DIRECTION: Can you put everything in the data from the line containing "of the tree" down to the line containing "Query: tree foliage", both included, into a Markdown table with the columns Row and Line, numbering each row and leaving out blank lines?

PROVIDED MATERIAL:
________________________________________
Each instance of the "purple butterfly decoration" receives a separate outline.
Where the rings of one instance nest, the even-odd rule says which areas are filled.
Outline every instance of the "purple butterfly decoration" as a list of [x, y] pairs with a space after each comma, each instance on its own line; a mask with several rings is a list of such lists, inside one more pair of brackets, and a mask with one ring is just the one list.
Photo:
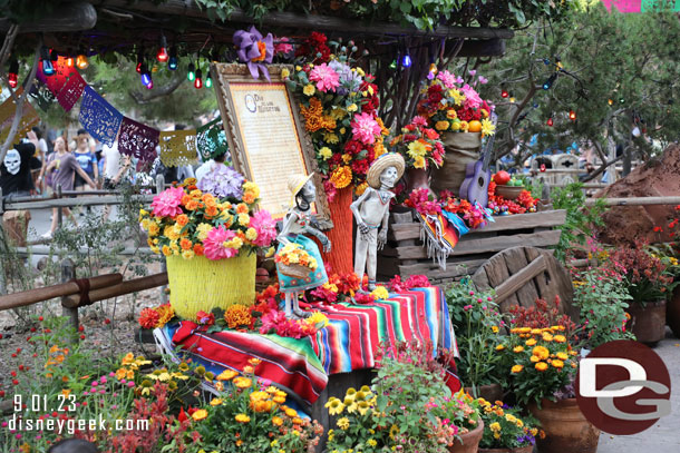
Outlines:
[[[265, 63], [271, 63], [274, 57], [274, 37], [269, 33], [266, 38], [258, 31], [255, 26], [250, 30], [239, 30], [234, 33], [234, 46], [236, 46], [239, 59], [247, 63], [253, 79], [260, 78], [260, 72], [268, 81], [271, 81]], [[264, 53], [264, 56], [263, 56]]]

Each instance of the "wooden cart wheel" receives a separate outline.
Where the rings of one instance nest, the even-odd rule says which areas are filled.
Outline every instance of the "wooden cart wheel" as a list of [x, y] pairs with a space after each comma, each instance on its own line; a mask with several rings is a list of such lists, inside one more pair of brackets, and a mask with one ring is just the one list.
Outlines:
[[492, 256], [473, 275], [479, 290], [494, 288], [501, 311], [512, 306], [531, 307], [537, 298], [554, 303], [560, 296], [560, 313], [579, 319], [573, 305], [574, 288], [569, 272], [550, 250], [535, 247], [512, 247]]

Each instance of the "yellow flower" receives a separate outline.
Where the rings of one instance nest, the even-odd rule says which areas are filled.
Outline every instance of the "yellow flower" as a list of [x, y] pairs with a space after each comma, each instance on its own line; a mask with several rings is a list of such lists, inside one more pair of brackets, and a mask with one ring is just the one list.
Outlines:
________________________________________
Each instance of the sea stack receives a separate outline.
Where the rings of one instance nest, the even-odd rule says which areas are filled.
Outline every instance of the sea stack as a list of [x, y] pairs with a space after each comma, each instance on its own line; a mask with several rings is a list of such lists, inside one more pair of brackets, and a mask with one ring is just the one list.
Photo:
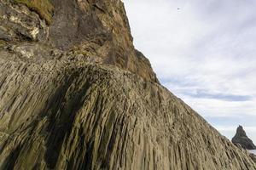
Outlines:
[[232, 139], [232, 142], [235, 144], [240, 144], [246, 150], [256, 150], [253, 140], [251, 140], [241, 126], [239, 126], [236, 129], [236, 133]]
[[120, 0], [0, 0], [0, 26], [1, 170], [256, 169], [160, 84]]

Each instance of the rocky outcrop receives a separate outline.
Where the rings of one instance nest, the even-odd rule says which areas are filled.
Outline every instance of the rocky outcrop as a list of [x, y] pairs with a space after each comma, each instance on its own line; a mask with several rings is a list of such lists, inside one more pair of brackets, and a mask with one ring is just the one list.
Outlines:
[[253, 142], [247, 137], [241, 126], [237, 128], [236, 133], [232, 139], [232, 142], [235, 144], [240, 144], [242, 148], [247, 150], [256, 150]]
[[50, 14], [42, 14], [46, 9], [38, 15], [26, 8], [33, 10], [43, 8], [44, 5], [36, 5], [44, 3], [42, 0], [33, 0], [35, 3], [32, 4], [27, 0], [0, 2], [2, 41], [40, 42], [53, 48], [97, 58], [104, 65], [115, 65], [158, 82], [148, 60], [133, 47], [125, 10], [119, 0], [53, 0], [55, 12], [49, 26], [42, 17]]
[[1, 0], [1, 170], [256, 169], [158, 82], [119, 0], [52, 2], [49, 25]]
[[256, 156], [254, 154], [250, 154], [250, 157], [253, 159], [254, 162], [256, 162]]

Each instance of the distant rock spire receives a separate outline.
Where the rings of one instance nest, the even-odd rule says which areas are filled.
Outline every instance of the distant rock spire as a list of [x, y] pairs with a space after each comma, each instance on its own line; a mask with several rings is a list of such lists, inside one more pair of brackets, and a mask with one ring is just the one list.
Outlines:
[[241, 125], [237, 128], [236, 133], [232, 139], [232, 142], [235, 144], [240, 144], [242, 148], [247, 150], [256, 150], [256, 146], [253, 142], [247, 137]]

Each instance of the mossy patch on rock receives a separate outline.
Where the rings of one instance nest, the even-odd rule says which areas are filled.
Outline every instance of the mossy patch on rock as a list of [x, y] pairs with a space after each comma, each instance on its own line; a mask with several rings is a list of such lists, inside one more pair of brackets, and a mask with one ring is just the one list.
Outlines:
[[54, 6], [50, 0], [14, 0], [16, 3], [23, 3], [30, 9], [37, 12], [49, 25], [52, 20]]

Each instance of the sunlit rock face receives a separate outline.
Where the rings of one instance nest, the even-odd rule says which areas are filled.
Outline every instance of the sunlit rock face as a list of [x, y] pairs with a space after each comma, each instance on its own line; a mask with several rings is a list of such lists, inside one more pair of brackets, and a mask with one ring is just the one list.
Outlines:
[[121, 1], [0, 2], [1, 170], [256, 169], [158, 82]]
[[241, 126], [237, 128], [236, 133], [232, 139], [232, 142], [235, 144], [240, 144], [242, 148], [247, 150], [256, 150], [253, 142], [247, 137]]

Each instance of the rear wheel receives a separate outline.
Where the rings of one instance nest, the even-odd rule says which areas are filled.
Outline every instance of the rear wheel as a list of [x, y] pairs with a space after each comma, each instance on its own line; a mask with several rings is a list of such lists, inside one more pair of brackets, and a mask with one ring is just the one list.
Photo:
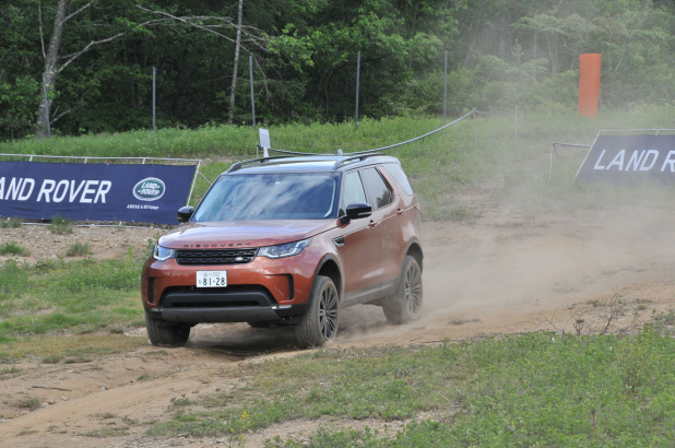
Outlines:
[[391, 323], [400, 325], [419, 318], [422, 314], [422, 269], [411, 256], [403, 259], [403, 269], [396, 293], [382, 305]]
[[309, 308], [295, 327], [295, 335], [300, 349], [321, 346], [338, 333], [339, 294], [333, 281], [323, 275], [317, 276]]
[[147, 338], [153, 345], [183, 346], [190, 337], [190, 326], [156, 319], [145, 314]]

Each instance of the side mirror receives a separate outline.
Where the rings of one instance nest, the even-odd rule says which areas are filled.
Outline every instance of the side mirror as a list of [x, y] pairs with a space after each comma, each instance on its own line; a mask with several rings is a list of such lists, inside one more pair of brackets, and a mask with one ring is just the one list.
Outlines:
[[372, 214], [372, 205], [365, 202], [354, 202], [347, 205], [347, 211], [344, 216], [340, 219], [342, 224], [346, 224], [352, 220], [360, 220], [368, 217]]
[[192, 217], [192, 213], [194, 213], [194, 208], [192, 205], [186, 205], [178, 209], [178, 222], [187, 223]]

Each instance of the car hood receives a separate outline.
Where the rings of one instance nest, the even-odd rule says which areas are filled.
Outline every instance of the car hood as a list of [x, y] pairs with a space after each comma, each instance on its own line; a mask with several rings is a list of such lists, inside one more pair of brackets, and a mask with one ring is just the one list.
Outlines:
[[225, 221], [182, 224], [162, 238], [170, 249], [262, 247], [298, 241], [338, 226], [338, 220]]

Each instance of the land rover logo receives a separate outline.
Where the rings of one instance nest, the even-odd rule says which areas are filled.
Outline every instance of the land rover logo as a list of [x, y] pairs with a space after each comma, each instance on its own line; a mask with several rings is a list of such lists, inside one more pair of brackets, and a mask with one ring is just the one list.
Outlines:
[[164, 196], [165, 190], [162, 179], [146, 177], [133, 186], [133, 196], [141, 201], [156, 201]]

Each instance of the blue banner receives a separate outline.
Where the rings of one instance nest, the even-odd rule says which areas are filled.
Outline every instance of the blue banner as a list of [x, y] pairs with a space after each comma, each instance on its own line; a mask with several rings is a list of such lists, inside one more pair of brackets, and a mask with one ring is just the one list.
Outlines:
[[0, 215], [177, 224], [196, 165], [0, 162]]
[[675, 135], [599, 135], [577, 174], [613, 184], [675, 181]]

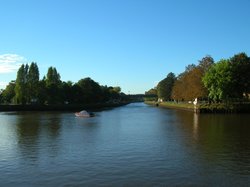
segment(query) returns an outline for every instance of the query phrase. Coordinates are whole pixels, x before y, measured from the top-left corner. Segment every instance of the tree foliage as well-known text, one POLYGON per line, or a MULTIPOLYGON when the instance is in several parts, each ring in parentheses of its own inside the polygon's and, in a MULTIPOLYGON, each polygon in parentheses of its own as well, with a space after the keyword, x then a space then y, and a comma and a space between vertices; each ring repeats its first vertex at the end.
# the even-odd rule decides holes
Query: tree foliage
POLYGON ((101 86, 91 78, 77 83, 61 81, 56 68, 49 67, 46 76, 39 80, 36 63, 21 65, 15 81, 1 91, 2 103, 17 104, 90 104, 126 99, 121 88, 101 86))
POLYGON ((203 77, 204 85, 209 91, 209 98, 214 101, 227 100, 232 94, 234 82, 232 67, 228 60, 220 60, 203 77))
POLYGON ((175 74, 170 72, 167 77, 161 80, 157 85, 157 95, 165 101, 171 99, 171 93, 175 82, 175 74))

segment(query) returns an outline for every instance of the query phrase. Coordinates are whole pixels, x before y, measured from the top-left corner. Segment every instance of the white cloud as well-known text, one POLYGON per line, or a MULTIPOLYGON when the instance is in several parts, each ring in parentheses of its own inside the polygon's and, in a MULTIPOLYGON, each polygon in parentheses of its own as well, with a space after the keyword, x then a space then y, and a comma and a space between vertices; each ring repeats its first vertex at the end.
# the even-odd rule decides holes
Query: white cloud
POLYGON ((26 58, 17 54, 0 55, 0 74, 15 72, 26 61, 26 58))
________________________________________
THE REPLY:
| Row | Line |
|---|---|
| 1 | segment(query) returns an outline for every instance of the query phrase. Coordinates are whole pixels, x before y, measured from the top-left corner. Segment every instance of the tree foliage as well-known text, one POLYGON per line, or a MULTIPOLYGON when the instance is in several parts, each ring in parentheses of its own inside the polygon's and, in a MULTIPOLYGON, each polygon in parentheses of its own as well, with a space after the keyword, x then a space then y, and a comma and a space between vertices; each ring repeats its first vertex at the end. |
| 2 | # the even-odd rule decides holes |
| 3 | Query: tree foliage |